Enunciado 1>
Cita textualmente el fragmento de la reseña de la película que va desde "Aún así, la" hasta "escenas de postal.".
Enunciado 2>
Según la reseña de la película, ¿cada cuánto tiempo se acuestan Kepesh y su amante?
Enunciado 3>
Traduce al inglés esta oración de la reseña de la película: "En la vejez, existe la amistad verdadera."

Texto mostrado>
Es fascinante la relación entre los dos amigos. Son dos monstruos de la interpretación, no necesitan nada. Una sala vacía o una mesa de café. Unas miradas, un cigarro, una risa estruendosa. En la vejez, existe la amistad verdadera. Es lo mejor de la película.

Absolutamente creíble (pese a ser poco frecuente en la vida real) es la relación entre Kepesh y su amante (de nuevo, una maravillosa actriz; la pudimos ver en A dos metros bajo tierra y en Buenas noches y buena suerte). Llevan 20 años acostándose cada dos semanas. Ella es ejecutiva, elegante, trajeada, una mujer de mundo. Llama al timbre, se desnuda, hacen el amor, fuman y se va. Y son felices. Y, más importante, el espectador no se pregunta “¿Por qué se acuestan cada dos semanas? ¿Qué tipo de relación es ésta?”

En cuanto a la relación principal, no tiene fuerza, ni estructura, ni lógica. Y el trabajo de Penélope Cruz no ayuda mucho. Al revés.

La película falla justamente donde no hay (una buena) interpretación.

Aún así, la música y la fotografía son muy bonitas. La escena capital de la película, que podría aber resultado demasiado cruda, está suavizada por la maravillosa música de Arvo Pärt, Spiegel im Spiegel. En cuanto a la imagen, hay un buen puñado de escenas de postal.




Pero, ya se sabe, cuando de una película sólo se recuerda la música o la fotografía, malo.

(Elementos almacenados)
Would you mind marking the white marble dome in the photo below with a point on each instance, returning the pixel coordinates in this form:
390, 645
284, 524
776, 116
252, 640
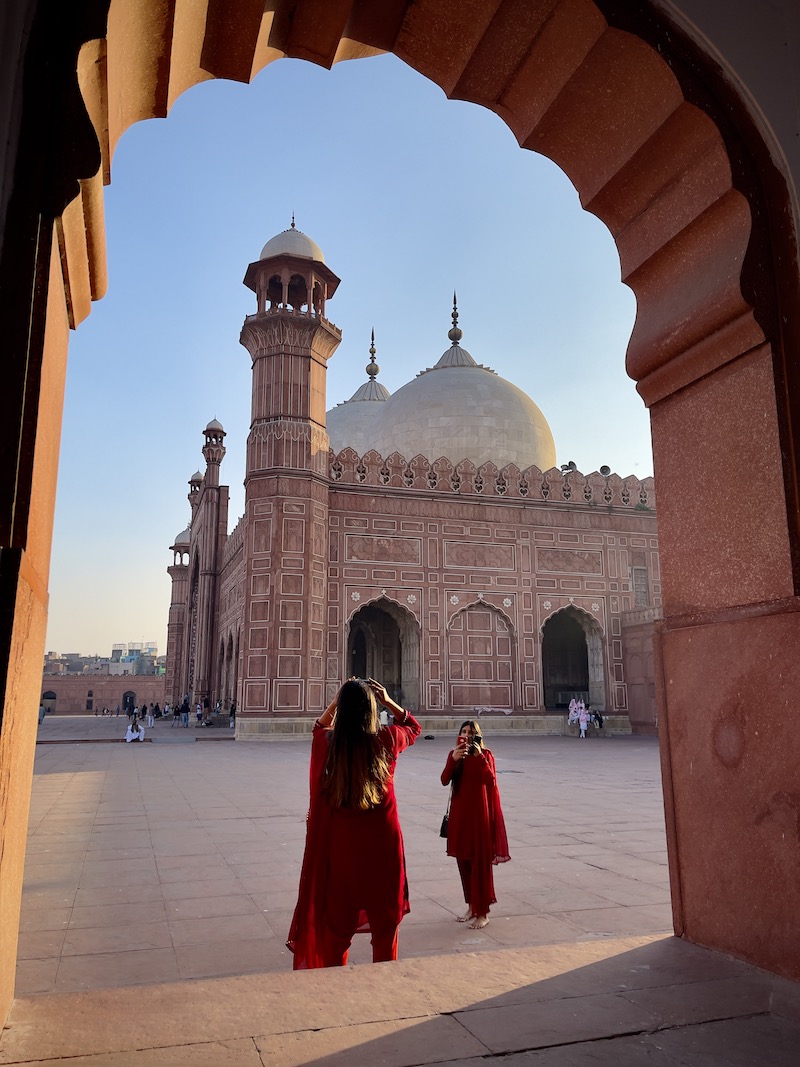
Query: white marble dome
292, 242
349, 423
461, 410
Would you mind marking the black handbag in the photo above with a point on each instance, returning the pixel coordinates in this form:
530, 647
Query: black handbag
446, 818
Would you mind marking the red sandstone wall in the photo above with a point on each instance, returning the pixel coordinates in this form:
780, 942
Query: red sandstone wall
72, 690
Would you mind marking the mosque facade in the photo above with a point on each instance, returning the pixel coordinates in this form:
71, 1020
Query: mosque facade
427, 538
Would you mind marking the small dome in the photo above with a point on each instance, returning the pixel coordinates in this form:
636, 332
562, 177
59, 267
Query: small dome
292, 242
349, 423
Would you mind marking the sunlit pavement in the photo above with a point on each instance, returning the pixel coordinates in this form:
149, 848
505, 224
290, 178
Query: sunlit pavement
173, 868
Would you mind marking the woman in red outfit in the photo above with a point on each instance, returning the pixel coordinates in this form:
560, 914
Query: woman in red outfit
353, 876
476, 833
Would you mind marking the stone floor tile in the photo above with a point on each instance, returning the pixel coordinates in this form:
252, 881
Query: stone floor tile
529, 929
116, 894
41, 944
44, 919
218, 958
650, 919
234, 1053
555, 1022
111, 875
36, 975
219, 928
197, 874
786, 999
115, 969
393, 1044
205, 907
85, 941
188, 884
686, 1004
767, 1040
115, 914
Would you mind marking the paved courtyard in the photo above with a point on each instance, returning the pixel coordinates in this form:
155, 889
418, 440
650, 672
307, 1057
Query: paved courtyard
161, 878
180, 858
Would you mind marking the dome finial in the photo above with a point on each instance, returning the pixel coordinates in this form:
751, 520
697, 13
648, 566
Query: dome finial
454, 334
372, 368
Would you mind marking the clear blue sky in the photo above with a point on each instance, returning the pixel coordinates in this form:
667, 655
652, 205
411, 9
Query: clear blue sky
410, 196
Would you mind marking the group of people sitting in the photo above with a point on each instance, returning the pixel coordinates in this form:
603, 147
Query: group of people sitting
353, 878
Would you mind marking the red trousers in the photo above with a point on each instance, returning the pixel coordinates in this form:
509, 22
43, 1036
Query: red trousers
337, 946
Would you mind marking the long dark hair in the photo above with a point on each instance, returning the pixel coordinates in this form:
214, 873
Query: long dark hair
357, 764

Respuesta correcta 1>
Aún así, la música y la fotografía son muy bonitas. La escena capital de la película, que podría aber resultado demasiado cruda, está suavizada por la maravillosa música de Arvo Pärt, Spiegel im Spiegel. En cuanto a la imagen, hay un buen puñado de escenas de postal.

Respuesta correcta 2>
Cada dos semanas, desde hace 20 años.

Respuesta correcta 3>
In old age, true friendship exists.